(Baris dari sebuah dataset)
----

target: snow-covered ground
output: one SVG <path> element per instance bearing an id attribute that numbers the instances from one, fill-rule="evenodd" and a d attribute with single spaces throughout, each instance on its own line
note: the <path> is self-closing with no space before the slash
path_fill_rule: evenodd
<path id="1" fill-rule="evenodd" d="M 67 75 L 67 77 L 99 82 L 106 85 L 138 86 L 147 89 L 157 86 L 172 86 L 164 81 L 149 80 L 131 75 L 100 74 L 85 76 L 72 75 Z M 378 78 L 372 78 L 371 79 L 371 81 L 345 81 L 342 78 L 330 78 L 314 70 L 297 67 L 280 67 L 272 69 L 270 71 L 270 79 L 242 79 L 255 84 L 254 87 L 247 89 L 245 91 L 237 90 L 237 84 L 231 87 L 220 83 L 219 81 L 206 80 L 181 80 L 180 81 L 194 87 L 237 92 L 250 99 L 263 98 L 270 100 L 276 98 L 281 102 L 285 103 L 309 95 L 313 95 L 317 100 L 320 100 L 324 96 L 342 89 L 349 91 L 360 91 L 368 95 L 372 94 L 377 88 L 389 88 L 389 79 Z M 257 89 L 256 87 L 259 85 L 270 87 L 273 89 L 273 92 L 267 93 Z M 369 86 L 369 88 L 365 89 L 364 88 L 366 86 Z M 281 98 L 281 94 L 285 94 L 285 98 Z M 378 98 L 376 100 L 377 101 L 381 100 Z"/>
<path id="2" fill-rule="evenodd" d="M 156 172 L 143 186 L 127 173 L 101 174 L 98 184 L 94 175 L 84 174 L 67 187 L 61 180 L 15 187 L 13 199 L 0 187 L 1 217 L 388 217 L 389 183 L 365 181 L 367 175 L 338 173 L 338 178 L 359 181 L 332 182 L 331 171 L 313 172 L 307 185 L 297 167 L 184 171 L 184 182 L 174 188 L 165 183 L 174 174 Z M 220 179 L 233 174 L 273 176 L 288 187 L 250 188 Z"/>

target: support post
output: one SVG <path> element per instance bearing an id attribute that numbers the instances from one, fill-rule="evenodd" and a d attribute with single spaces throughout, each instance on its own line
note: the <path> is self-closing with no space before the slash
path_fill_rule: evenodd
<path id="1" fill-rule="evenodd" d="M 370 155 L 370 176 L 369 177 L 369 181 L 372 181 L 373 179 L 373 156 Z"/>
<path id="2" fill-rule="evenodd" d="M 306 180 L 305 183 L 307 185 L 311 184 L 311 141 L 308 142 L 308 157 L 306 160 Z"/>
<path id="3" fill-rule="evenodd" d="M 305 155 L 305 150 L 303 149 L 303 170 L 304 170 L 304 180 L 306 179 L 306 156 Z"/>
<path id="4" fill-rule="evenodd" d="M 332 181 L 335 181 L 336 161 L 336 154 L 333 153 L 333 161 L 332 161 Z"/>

----

Ubah "support post" menjadi "utility pole" pada bagian yang dimulai dengan baris berisi "target: support post" dan diakhiri dengan baris berisi "306 180 L 305". Tuliskan kembali hanya bagian itu tanpa perubahan lain.

Hasil Latihan.
target: utility pole
output: one SVG <path> element per instance bearing an id attribute that numbers the instances from one, fill-rule="evenodd" and a d attribute with single spaces throughout, each instance on its own line
note: the <path> is self-closing with no space before the slash
path_fill_rule: evenodd
<path id="1" fill-rule="evenodd" d="M 370 155 L 370 176 L 369 177 L 369 181 L 372 181 L 373 179 L 373 156 Z"/>
<path id="2" fill-rule="evenodd" d="M 306 180 L 305 183 L 307 185 L 311 184 L 311 141 L 308 142 L 308 157 L 306 160 Z"/>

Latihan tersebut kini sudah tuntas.